• [Aim of the exercise] Collect each line from the records below that contains the word "screen", copying every such line in full.

• [Material for this task]
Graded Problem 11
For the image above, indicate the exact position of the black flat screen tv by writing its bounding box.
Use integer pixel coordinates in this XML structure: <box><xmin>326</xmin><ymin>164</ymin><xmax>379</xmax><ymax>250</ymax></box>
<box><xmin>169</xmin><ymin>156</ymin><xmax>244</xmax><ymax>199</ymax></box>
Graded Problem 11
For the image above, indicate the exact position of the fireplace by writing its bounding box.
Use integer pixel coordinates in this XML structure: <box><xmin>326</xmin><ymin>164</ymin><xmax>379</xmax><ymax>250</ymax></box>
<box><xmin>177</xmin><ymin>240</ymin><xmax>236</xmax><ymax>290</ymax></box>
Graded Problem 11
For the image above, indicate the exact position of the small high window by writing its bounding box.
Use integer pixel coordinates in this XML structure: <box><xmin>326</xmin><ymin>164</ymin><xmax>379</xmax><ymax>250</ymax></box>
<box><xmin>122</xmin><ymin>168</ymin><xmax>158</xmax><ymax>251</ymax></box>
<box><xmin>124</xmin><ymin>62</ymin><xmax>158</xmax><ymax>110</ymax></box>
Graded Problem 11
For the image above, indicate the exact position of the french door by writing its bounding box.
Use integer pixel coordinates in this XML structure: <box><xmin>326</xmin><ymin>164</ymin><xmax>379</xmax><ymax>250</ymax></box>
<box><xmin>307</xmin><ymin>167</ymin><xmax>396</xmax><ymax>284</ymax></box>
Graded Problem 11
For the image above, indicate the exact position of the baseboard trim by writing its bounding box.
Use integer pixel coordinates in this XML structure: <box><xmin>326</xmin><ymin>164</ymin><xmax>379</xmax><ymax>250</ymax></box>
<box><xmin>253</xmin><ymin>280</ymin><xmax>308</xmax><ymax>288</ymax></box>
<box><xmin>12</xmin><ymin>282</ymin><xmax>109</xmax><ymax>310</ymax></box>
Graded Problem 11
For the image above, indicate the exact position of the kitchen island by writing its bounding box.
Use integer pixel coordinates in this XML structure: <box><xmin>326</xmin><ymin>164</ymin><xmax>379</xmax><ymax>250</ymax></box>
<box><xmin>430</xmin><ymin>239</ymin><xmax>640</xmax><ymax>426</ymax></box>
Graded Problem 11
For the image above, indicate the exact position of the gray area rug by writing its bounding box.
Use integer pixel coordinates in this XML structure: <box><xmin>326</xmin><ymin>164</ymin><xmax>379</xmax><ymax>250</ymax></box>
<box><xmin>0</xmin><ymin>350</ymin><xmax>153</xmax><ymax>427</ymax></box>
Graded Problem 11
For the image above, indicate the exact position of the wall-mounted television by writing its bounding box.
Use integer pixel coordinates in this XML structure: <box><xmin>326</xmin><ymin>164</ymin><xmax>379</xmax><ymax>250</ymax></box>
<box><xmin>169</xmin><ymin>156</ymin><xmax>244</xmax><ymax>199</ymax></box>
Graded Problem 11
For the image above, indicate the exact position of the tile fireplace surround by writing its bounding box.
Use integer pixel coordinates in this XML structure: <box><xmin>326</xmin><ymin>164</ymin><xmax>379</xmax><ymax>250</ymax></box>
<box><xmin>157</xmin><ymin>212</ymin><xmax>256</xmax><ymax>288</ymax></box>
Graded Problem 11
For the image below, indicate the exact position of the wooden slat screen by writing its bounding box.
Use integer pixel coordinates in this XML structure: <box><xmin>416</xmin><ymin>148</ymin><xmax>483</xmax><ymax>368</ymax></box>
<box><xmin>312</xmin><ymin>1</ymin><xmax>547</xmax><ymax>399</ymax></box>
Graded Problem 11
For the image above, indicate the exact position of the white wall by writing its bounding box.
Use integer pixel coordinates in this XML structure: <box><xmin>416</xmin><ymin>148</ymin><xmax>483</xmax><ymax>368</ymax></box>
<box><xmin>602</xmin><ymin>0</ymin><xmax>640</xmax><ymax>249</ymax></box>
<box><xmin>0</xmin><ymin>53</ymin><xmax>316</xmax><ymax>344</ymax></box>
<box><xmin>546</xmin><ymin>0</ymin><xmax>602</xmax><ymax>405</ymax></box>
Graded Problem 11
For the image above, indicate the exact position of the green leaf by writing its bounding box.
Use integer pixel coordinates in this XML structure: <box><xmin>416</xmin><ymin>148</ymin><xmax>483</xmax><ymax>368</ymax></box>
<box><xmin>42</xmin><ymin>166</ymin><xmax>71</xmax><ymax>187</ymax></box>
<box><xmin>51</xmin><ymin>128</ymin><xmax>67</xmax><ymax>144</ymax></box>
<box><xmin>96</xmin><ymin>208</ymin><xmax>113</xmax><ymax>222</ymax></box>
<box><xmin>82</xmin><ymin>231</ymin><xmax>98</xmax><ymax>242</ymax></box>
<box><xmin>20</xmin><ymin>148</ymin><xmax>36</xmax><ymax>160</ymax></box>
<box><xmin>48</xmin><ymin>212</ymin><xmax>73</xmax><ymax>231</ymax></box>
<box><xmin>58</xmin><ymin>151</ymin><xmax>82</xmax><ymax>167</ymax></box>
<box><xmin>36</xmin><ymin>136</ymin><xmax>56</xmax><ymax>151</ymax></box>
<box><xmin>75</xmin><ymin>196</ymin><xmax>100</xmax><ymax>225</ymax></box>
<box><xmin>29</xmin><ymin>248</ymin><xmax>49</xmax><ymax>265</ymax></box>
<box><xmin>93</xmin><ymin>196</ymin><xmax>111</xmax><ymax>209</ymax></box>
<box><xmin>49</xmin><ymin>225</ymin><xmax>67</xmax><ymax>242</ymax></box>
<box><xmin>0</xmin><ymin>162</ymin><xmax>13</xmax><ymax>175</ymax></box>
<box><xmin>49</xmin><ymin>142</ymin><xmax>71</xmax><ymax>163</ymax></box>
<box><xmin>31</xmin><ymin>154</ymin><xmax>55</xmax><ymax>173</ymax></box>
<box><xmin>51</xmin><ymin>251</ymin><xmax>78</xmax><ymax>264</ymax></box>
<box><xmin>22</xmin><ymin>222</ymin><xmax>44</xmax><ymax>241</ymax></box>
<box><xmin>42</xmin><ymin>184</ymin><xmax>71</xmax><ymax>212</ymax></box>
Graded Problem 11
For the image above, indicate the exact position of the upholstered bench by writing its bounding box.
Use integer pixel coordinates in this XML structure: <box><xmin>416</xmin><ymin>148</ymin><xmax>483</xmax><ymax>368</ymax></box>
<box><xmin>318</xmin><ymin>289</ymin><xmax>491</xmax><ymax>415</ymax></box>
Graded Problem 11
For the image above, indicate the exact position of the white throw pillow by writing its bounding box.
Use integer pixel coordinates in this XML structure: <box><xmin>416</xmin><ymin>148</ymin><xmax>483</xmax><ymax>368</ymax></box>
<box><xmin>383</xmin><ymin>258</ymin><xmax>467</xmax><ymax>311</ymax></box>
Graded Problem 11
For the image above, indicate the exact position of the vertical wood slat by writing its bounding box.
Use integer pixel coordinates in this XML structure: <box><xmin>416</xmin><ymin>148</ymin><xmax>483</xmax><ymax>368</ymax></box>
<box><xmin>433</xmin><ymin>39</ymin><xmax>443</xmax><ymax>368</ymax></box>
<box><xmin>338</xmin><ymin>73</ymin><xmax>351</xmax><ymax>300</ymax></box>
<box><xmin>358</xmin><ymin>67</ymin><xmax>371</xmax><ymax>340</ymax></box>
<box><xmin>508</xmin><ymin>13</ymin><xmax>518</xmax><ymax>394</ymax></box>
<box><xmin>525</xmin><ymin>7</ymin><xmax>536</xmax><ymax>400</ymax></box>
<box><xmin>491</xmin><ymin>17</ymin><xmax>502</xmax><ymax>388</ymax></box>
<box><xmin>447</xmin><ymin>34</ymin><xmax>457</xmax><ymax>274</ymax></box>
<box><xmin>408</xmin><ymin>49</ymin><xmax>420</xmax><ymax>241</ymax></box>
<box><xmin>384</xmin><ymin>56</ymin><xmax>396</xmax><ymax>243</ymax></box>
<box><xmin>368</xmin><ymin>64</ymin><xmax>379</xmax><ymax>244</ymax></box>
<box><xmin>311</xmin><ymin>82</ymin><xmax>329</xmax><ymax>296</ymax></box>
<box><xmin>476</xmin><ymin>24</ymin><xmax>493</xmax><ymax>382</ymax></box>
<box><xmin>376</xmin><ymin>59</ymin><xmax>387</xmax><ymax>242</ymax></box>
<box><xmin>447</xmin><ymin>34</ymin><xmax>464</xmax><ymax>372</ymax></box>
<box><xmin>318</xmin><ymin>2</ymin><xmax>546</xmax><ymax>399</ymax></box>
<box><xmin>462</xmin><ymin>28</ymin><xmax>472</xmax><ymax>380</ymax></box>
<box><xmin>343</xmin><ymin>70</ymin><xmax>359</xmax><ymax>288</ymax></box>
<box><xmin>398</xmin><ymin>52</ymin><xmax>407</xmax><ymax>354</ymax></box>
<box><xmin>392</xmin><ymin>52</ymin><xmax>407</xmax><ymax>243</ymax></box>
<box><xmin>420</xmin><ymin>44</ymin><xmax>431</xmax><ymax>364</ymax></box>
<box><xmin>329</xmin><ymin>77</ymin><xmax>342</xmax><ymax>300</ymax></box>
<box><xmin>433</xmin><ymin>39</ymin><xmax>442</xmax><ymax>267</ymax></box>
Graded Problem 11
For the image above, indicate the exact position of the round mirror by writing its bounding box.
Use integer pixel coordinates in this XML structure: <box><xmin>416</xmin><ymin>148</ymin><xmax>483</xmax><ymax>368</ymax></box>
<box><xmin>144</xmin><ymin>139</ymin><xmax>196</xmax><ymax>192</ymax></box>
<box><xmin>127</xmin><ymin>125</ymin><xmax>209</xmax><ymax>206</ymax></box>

• [Solution to this exercise]
For the image above, indicate the exact position of the black flat screen tv by writing its bounding box.
For the image below, indicate the exact position of the wooden slat screen by writing its bounding box.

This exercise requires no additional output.